● **Исходный отрывок**
********
Давно и прочно планерки в «Рассвете» превратились в «уроки Орловского», хотя это стало ясно лишь после смерти председателя. Уроки жизни, уроки борьбы… Он не боялся быть проповедником, выстрадав это право жизнью, отданной без остатка, до донышка людям. Он любил говорить, любил поучать, но разве это поучение, если поучает Орловский? Если в нем вибрирует каждый нерв, если слушаешь — и диву даешься, как сохранил он, как не растратил в много трудности своей жизненной дороги эту жажду жизни, так до конца и не утолив ее? Не утолив до глубокой старости…
«С 25 июля 1944 года по сегодняшний день восход солнца никогда не заставал меня в постели…»
За этими словами больше, чем в них содержится. За этими словами — возрожденные из руин Мышковичи и лучший в Белоруссии колхоз. И люди, вместе с которыми Орловский 24 года подряд вставал до восхода солнца, преодолевал боль открывающихся ран, ломоту в позвоночнике, шум морской гальки в контуженой голове.
Вот он идет к своему столу, кивая головой на «Здрасьте», «С добрым утром!», «Утро доброе!»… Тяжеловато распластывает по стулу крепко сбитое свое тело. Руку — в левый карман, где обрубками пальцев нащупывает очечник. Зажав футляр между коленей, выпрастывает очки. И уже тогда поднимает голову, пробегая глазами по лицам.
— Ну? — говорит Орловский.
********
● **Задания**
1) Сколько лет подряд, согласно отрывку об Орловском, он вставал до восхода солнца вместе с людьми?
2) Процитируйте из отрывка об Орловском фрагмент от «Вот он идет» до «глазами по лицам.» включительно.

● **Список материалов**
********
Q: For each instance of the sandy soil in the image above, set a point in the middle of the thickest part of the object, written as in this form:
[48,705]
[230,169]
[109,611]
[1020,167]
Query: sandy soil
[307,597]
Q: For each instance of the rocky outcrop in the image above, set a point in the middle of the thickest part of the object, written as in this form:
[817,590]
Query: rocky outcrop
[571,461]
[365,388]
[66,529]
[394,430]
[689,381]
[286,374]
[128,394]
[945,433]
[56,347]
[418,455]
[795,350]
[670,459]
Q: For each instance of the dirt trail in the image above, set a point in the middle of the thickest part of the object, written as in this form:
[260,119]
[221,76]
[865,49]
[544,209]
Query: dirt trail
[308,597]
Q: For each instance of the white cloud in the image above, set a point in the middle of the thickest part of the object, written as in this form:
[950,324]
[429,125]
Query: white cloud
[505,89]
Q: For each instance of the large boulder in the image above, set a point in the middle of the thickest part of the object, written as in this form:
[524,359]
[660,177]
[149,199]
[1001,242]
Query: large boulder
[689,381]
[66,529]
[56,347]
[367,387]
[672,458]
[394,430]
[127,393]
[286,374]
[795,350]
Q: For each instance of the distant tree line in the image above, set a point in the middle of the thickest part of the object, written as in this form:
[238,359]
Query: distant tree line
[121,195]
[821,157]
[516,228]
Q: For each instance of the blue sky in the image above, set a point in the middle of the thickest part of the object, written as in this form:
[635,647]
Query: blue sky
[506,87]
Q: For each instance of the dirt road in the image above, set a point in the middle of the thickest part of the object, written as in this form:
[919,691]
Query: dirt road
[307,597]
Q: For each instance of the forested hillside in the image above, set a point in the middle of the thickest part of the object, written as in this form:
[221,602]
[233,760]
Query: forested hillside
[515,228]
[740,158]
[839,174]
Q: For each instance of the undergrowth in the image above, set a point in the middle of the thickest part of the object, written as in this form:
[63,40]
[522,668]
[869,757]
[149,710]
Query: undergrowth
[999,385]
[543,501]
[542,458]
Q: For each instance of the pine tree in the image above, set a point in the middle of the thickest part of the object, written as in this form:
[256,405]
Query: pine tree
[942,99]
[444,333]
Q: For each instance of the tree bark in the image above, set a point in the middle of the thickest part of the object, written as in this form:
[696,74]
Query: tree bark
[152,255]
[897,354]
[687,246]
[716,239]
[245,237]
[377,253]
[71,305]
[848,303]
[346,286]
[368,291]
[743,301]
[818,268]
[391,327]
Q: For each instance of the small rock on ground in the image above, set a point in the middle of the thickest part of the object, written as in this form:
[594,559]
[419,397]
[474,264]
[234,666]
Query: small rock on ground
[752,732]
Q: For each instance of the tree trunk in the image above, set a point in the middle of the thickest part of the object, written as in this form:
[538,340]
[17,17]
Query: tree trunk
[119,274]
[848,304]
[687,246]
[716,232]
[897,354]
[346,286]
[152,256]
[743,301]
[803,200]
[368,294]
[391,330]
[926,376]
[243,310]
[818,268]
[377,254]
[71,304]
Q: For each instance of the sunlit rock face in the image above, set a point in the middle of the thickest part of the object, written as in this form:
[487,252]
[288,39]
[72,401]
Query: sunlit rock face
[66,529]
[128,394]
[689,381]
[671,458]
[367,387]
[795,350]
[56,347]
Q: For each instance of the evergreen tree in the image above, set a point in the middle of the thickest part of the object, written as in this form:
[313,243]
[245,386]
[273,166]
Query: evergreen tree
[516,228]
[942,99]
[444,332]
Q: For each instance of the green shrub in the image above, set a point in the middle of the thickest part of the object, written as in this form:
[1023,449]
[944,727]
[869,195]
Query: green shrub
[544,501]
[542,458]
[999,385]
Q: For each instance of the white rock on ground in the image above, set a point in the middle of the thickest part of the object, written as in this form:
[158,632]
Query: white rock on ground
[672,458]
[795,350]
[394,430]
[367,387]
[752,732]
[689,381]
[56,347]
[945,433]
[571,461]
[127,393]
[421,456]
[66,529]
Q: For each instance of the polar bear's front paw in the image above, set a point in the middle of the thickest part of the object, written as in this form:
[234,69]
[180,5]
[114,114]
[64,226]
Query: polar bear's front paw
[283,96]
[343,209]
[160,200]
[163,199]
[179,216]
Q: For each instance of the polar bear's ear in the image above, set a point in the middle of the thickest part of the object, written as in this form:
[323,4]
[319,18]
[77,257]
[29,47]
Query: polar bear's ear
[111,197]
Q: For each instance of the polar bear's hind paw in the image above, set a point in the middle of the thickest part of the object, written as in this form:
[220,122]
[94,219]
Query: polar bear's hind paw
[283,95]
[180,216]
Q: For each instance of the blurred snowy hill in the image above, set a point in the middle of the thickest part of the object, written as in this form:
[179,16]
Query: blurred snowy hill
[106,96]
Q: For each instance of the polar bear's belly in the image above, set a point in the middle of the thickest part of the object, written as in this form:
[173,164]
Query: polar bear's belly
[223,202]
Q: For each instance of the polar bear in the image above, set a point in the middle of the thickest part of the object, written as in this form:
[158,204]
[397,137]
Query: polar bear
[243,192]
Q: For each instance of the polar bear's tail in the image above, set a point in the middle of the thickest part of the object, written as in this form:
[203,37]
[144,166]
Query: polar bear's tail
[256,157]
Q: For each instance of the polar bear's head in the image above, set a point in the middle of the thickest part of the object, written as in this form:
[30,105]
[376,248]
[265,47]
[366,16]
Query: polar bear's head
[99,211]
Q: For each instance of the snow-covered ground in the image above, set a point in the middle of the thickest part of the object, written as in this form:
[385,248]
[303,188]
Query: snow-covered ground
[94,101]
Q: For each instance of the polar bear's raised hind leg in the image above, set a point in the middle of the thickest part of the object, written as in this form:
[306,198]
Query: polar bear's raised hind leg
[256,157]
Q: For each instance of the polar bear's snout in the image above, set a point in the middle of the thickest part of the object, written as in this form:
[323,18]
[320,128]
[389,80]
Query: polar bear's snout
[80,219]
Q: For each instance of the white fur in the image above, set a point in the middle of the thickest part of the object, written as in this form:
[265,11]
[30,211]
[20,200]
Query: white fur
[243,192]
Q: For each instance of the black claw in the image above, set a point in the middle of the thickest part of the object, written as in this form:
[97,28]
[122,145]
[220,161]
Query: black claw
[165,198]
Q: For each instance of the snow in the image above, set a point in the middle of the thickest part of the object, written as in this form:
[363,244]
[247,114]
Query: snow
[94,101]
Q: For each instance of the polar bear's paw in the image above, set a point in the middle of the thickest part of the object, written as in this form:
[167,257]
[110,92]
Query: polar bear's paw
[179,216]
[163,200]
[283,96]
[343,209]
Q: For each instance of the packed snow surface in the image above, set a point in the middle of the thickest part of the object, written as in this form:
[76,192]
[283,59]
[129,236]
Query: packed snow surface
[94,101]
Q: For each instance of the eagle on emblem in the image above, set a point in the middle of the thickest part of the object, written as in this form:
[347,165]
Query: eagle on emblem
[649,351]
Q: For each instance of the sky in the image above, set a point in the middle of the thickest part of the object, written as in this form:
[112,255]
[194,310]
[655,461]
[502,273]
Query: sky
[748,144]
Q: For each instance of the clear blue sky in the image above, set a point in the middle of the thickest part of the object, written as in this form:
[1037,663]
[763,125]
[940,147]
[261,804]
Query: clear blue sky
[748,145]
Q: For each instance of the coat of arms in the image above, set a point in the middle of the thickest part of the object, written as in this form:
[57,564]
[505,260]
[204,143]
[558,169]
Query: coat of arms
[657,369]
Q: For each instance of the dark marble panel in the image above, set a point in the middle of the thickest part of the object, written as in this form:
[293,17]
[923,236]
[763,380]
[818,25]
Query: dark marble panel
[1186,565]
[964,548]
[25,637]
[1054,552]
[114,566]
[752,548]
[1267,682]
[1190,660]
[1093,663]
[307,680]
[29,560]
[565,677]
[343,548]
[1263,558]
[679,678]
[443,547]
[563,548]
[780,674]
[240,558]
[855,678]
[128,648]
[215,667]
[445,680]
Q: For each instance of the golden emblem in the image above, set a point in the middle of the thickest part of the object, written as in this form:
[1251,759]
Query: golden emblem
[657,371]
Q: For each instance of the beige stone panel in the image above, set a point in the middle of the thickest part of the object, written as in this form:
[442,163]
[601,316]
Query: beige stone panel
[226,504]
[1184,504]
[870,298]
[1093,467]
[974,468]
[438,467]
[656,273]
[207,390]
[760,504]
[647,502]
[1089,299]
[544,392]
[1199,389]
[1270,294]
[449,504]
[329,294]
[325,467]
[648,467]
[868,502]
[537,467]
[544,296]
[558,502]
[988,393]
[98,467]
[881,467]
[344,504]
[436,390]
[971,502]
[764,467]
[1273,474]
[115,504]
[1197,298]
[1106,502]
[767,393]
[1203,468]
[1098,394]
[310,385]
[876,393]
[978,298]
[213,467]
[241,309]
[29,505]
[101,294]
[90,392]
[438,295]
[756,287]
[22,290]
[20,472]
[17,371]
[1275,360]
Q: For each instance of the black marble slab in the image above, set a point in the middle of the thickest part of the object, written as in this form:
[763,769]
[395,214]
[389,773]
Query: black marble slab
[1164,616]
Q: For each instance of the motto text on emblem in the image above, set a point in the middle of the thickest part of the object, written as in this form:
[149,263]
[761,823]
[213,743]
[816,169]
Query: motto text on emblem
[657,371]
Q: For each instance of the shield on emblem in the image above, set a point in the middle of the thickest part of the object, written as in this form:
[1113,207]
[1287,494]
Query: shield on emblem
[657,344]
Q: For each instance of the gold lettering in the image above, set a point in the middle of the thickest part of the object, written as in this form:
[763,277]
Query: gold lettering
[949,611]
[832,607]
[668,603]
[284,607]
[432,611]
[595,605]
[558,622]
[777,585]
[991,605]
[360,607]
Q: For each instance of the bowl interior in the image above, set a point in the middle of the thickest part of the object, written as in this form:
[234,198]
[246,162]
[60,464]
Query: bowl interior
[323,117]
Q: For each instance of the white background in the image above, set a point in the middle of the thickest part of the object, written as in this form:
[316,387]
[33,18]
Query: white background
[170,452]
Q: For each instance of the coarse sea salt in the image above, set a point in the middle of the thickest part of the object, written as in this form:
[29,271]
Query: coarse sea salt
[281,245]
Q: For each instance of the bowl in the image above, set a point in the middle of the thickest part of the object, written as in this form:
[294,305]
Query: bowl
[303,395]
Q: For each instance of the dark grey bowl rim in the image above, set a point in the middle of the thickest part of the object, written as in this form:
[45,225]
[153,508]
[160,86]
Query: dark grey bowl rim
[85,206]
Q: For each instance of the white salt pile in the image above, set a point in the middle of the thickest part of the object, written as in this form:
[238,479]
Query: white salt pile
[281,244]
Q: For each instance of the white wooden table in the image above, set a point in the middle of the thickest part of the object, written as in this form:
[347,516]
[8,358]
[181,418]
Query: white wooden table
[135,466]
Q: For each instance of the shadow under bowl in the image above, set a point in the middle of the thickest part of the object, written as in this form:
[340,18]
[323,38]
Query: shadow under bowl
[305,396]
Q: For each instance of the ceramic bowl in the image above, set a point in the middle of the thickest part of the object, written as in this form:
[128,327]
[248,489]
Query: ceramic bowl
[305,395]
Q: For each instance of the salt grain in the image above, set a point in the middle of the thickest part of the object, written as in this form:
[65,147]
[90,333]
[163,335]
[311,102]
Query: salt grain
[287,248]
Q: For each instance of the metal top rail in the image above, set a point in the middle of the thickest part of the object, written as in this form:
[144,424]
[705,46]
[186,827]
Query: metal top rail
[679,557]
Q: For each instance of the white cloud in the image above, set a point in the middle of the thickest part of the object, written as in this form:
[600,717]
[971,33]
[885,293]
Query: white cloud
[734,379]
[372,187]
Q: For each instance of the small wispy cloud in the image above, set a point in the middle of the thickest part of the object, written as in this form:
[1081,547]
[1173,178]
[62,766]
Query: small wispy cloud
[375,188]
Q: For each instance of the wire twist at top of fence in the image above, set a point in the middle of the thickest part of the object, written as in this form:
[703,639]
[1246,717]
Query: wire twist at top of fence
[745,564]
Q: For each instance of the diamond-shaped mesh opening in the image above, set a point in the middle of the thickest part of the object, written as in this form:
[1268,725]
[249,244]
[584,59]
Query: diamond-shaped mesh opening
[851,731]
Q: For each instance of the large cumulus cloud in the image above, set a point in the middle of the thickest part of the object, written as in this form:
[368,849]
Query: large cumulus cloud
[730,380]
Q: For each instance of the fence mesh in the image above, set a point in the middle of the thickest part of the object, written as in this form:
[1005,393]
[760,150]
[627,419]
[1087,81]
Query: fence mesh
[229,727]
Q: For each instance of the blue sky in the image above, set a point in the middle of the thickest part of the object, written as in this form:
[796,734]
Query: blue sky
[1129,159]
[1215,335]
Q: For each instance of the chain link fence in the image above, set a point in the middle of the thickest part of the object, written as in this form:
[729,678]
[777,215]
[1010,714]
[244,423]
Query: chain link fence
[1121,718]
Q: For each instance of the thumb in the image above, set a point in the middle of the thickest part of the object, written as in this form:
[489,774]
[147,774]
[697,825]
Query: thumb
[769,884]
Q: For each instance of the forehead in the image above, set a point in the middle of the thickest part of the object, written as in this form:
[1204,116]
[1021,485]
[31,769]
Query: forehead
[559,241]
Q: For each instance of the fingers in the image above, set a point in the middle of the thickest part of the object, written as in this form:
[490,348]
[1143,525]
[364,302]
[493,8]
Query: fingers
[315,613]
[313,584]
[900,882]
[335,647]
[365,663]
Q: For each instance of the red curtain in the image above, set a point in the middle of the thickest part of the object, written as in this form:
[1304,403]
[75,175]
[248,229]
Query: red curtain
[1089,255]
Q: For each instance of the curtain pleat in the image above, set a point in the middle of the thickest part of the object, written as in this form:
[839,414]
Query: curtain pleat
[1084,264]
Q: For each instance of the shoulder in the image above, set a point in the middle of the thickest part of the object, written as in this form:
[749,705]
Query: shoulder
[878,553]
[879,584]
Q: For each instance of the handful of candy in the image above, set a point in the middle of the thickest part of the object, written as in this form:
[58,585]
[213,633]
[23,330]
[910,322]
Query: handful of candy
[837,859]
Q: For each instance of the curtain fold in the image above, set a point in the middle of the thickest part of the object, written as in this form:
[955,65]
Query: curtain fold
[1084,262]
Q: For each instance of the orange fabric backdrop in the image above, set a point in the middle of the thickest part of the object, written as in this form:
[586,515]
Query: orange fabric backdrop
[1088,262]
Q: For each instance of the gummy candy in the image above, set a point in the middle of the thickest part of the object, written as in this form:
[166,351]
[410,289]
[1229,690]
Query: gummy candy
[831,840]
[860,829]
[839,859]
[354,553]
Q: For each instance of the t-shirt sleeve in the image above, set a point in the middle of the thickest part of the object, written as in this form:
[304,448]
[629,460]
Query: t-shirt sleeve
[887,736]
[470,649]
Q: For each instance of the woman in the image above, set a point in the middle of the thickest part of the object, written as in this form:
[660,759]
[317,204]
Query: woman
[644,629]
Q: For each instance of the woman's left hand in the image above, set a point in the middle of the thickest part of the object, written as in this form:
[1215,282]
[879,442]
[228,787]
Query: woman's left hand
********
● **Ответы по заданиям**
1) 24 года.

2)
Вот он идет к своему столу, кивая головой на «Здрасьте», «С добрым утром!», «Утро доброе!»… Тяжеловато распластывает по стулу крепко сбитое свое тело. Руку — в левый карман, где обрубками пальцев нащупывает очечник. Зажав футляр между коленей, выпрастывает очки. И уже тогда поднимает голову, пробегая глазами по лицам.